Section 9. Treasurer: Powers and Duties. The Treasurer shall keep or cause to be kept full and accurate accounts of receipts and disbursements of the Corporation, and shall deposit or cause to be deposited all moneys, evidences of indebtedness and other valuable documents of the Corporation in the name and to the credit of the Corporation in such banks or depositories as the Board of Directors may designate. At the annual meeting of the Board of Directors and whenever else required by the Board of Directors, he or she shall render a statement of the Corporation’s accounts. He or she shall at all reasonable times exhibit the Corporation’s books and accounts to any officer or director of the Corporation and shall perform all duties incident to the position of Treasurer subject to the control of the Board of Directors, and shall when required, give such security for the faithful performance of his or her duties as the Board of Directors may determine.
Section 10. Compensation. Any employee or agent of the Corporation is authorized to receive a reasonable salary or other reasonable compensation for services rendered to the Corporation when authorized by a majority of the Board of Directors, and only when so authorized.
ARTICLE IV
COMMITTEES
Section 1. Committees of the Board. The Board may, by resolution adopted by a majority of the entire Board, establish and appoint executive and other standing committees. The Chairperson of the Board of Directors shall appoint the chairperson of each committee. Each committee so appointed shall consist of two or more directors and, to the extent provided in the resolution establishing it, shall have all the authority of the Board except as to the following matters:
a. the filling of vacancies on the Board or on any committee;
b. the amendment or repeal of the by-laws or the adoption of the new by-laws;
c. the amendment or repeal of any resolution of the Board which by its terms shall not be so amendable or repealable;
Special committees may be appointed by the Chairperson of the Board of Directors with the consent of the Board and shall have only the powers specifically delegated to them by the Board.
Section 2. Committees of the Corporation. The Board or the members may create committees of the corporation. Committees created by the Board shall be appointed by the Chairperson of the Board of Directors with the consent of the Board. Committees created by the members shall be elected by the members, unless the members authorize the Chairperson to appoint said committees with the consent of the Board.

Extracted data entries
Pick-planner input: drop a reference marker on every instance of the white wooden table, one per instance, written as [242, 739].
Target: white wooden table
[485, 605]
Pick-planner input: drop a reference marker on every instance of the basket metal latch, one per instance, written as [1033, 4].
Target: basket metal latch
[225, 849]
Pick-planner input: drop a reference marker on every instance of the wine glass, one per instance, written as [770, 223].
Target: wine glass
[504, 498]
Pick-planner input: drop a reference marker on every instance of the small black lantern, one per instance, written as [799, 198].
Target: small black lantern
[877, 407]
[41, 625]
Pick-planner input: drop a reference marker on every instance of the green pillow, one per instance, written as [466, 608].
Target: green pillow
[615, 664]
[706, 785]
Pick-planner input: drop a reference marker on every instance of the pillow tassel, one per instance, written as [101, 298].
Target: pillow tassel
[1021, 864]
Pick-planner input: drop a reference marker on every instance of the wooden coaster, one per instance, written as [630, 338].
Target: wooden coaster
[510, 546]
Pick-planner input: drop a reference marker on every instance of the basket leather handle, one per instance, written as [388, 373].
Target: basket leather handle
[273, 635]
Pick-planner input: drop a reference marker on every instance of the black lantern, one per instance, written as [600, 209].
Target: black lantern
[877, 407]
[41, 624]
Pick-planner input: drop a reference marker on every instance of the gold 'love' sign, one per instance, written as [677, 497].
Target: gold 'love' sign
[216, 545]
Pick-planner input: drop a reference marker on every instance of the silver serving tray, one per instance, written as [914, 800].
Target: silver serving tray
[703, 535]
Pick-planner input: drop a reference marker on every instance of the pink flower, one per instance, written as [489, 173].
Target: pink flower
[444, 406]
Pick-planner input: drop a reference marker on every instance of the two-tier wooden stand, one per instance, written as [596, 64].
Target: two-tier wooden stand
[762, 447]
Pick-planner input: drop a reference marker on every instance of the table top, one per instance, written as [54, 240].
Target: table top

Written task: Carry the corporate by-laws text on from the point where it stops. The lines are not needed for anything here.

Result below:
ARTICLE V
CONTRACTS, CHECKS, BANK ACCOUNTS AND INVESTMENTS
Section 1. Checks, Notes and Contracts. The Board of Directors is authorized to select such depositories as it shall deem proper for the funds of the Corporation and shall determine who shall be authorized in the Corporation’s behalf to sign bills, notes, receipts, acceptances, endorsements, checks, releases, contracts and documents.
Section 2. Investments. The funds of the Corporation may be retained in whole or in part in cash or be invested and reinvested from time to time in such property, real, personal or otherwise, including stocks, bonds or other securities, as the Board of Directors may deem desirable.
Section 3. Dissolution. In the event of dissolution of the Corporation, any assets remaining after payment of all just claims of creditors shall be turned over forthwith to such tax exempt organizations (as ruled by U.S. Treasury Department), whether incorporated or unincorporated, as in the opinion of the Board of Directors, will carry on activities most nearly analogous to those for which this corporation has been formed.
ARTICLE VI
OFFICE AND BOOKS
Section 1. Office. The office of the Corporation shall be located at such place as the Board of Directors may from time to time determine.
Section 2. Books. There shall be kept at the office of the Corporation correct books of account of the activities and transactions of the Corporation including a minute book, which shall contain a copy of the certificate of incorporation, a copy of these by-laws, approved policies, and all minutes of meetings of the members and of the Board of Directors.
ARTICLE VII
FISCAL YEAR
The fiscal year of the Corporation shall be determined by the Board of Directors.
ARTICLE VII
INDEMNIFICATION
The Corporation may, to the fullest extent now or hereafter permitted by and in accordance with the standards and procedures provided for by sections 721 through 726 of the Not-for-Profit Corporation Law and any amendments thereto, indemnify any person made, or threatened to be made, a party to any action or proceeding by reason of the fact that he, his testator or intestate was a director, officer, employee or agent of the Corporation, against judgments, fines, amounts paid in settlement and reasonable expenses, including attorneys’ fees.
ARTICLE IX
AMENDMENTS
These by-laws may be amended or repealed by the affirmative vote of a majority of the entire Board at any meeting of the Board of Directors, or by the members of the Corporation at a meeting duly called for the purpose of altering these by-laws, providing notice of the proposed alteration has been included in the notice of meeting.
ARTICLE X
CONFLICTS OF INTEREST, CONTRACTS
AND SERVICES OF DIRECTORS AND OFFICERS
Section 1. Disclosure. (a) Immediately upon election or appointment to the Board, all Directors shall disclose any relevant interest which may pose conflict of interest questions. Disclosure shall include any interest, financial or otherwise, in any corporation, organization, or partnership which provides professional or other services to the Corporation. Disclosure statements shall be available to any Director of the Corporation on request.
(b) When any matter comes before the Board or any committee of the Board in which a Director has an interest, that interest shall be immediately disclosed to the Board or Committee.
Section 2. Definition of “Interest”. Whether a Director has an interest in a matter shall be determined by whether that person would derive an individual economic benefit, either directly or indirectly, from the decision on the matter by the Board or committee. An “interest” is not intended to include positions on legislative matters of general impact.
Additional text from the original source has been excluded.